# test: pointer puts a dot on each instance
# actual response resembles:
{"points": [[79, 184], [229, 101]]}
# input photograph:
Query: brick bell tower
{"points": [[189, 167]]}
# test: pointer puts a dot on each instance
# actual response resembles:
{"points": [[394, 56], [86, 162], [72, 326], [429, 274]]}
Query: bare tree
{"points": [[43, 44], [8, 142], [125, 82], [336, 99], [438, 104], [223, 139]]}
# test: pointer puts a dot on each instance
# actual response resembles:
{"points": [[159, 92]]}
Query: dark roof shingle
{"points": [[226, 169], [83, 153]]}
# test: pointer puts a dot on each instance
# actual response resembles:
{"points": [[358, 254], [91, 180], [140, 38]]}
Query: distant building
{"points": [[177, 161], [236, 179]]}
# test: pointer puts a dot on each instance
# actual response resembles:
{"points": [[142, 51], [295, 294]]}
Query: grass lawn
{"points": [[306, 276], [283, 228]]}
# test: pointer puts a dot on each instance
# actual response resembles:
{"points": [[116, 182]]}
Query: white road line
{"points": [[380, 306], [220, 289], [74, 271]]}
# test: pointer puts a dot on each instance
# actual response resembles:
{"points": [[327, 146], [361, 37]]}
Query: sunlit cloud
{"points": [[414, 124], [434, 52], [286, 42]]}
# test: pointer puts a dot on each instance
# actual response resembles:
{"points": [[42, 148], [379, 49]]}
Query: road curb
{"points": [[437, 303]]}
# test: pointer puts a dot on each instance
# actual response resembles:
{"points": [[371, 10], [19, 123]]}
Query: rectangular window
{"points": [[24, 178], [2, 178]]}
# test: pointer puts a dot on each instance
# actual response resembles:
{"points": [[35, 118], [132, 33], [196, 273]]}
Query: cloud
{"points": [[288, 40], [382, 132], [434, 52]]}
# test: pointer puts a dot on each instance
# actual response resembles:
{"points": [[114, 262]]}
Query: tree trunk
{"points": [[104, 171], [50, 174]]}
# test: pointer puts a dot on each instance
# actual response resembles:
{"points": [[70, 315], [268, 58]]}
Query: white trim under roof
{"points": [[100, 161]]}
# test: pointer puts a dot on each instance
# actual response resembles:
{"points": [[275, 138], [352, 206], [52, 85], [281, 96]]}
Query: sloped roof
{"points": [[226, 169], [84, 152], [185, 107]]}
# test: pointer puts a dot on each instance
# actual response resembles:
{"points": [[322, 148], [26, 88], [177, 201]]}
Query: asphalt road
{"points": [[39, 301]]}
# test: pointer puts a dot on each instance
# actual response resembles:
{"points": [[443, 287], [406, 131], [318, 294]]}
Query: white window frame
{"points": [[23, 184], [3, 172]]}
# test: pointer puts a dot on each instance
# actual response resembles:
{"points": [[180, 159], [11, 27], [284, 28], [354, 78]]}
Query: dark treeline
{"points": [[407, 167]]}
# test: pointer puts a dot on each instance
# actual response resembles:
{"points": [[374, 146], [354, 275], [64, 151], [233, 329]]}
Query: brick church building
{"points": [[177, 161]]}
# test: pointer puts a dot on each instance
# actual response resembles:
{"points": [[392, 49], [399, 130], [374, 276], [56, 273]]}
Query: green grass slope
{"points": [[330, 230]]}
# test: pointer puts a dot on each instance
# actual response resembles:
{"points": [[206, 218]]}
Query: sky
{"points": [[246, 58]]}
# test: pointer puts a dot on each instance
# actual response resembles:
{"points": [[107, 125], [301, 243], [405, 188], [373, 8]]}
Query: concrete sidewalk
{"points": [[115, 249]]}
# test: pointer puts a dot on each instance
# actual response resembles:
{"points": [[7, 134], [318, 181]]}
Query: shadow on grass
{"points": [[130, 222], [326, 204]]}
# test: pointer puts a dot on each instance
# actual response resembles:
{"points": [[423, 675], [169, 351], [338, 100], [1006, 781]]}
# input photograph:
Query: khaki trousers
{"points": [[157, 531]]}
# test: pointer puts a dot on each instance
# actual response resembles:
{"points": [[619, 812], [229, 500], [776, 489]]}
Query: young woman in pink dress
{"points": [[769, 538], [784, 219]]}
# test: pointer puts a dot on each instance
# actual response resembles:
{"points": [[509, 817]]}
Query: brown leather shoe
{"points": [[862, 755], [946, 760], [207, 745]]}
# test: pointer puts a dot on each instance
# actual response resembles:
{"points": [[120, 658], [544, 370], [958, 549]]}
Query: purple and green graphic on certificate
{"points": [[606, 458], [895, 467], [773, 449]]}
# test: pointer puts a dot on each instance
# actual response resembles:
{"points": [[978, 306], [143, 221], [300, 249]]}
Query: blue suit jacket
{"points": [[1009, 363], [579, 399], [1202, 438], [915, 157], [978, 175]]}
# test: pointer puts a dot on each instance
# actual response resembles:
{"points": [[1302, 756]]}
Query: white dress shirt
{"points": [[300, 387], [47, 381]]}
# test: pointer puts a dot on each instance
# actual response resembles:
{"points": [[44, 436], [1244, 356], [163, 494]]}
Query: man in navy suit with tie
● ● ●
:: Exercise brief ::
Your job is to retype all of the material exactly.

:: Task answer ::
# test: pointer puts a dot on each instance
# actual response resembles:
{"points": [[79, 184], [229, 101]]}
# input photograph:
Query: brick bell tower
{"points": [[189, 167]]}
# test: pointer puts a dot on each instance
# actual response resembles:
{"points": [[394, 56], [86, 162], [72, 326], [429, 274]]}
Query: bare tree
{"points": [[43, 44], [8, 142], [125, 82], [336, 99], [438, 104], [223, 139]]}
# test: pointer puts a dot on each instance
# actual response resembles:
{"points": [[159, 92]]}
Query: dark roof shingle
{"points": [[226, 169], [83, 153]]}
# test: pointer puts a dot on each instance
# actual response resembles:
{"points": [[358, 254], [91, 180], [140, 38]]}
Query: distant building
{"points": [[177, 161], [236, 179]]}
# test: pointer puts a dot on each instance
# actual response resembles:
{"points": [[142, 51], [295, 294]]}
Query: grass lawn
{"points": [[306, 276], [283, 228]]}
# test: pointer puts a dot on each instance
# actual response resembles:
{"points": [[116, 182]]}
Query: white road line
{"points": [[380, 306], [220, 289], [74, 271]]}
# test: pointer puts a dot on each instance
# actual response resembles:
{"points": [[327, 146], [361, 37]]}
Query: sunlit cloud
{"points": [[414, 124], [434, 52], [286, 42]]}
# test: pointer puts a dot on each instance
# actual response resembles:
{"points": [[42, 148], [379, 49]]}
Query: road curb
{"points": [[437, 303]]}
# test: pointer puts a dot on each instance
# actual response resembles:
{"points": [[371, 10], [19, 123]]}
Query: rectangular window
{"points": [[24, 178], [2, 178]]}
# test: pointer puts a dot on each instance
# actual response resembles:
{"points": [[35, 118], [132, 33], [196, 273]]}
Query: cloud
{"points": [[288, 40], [382, 132], [434, 52]]}
# test: pointer puts a dot on each instance
# actual response resembles:
{"points": [[114, 262]]}
Query: tree trunk
{"points": [[104, 171], [50, 174]]}
# test: pointer puts a dot on each instance
# actual response resembles:
{"points": [[70, 315], [268, 58]]}
Query: white trim under roof
{"points": [[100, 161]]}
# test: pointer puts a dot on each instance
# actual response resembles:
{"points": [[275, 138], [352, 206], [52, 85], [281, 96]]}
Query: sloped roof
{"points": [[226, 169], [84, 152], [185, 107]]}
# test: pointer puts a dot on each instance
# actual response resembles:
{"points": [[322, 148], [26, 88], [177, 201]]}
Query: asphalt road
{"points": [[39, 301]]}
# test: pointer puts a dot on each instance
# actual response resembles:
{"points": [[443, 287], [406, 131], [318, 294]]}
Query: white window frame
{"points": [[23, 184], [3, 172]]}
# test: pointer puts a dot on each instance
# actual response resembles:
{"points": [[180, 159], [11, 27], [284, 28], [354, 78]]}
Query: dark treeline
{"points": [[407, 167]]}
# test: pointer puts a dot on each instance
# actual response resembles:
{"points": [[374, 146], [354, 275], [64, 151], [233, 329]]}
Query: brick church building
{"points": [[177, 161]]}
# test: pointer puts a dot on each instance
# actual response resembles:
{"points": [[392, 49], [399, 130], [374, 276], [56, 273]]}
Query: green grass slope
{"points": [[330, 230]]}
# test: pointer puts a dot on each instance
# actual response resembles:
{"points": [[206, 218]]}
Query: sky
{"points": [[246, 58]]}
# test: pointer puts a dot on each instance
# actual response resembles:
{"points": [[107, 125], [301, 243], [405, 188], [373, 8]]}
Query: concrete sidewalk
{"points": [[115, 249]]}
# test: pointer puts a dot on each instance
# actual response resembles:
{"points": [[7, 134], [318, 181]]}
Query: shadow on grass
{"points": [[130, 222], [326, 204]]}
# test: pointer puts a dot on each instance
# actual response resembles:
{"points": [[423, 675], [169, 351], [338, 100], [1006, 781]]}
# input photograph:
Query: khaki trousers
{"points": [[157, 531]]}
# test: pointer puts a dot on each instance
# actual response resembles:
{"points": [[619, 812], [229, 500], [776, 489]]}
Query: young woman in pink dress
{"points": [[769, 538], [784, 219]]}
# test: pointer puts a dot on each instance
# actual response resembles:
{"points": [[509, 817]]}
Query: brown leather shoe
{"points": [[862, 755], [946, 760], [207, 745]]}
# test: pointer puts a dot on each instance
# actual response resembles:
{"points": [[120, 658], [544, 370], [958, 549]]}
Query: purple and green graphic on certificate
{"points": [[606, 458], [895, 467], [773, 449]]}
# test: pointer puts a dot on each instance
# actual response resembles:
{"points": [[978, 306], [143, 221], [300, 249]]}
Query: blue suit jacket
{"points": [[1009, 363], [579, 399], [1202, 438], [915, 157], [978, 175]]}
# test: pointer puts a dot on each instance
# actual response resembles:
{"points": [[1302, 756]]}
Query: white dress shirt
{"points": [[300, 387], [47, 381]]}
# test: pointer puts a dot on each instance
# actual response resembles:
{"points": [[44, 436], [1244, 356], [163, 494]]}
Query: man in navy suit with tie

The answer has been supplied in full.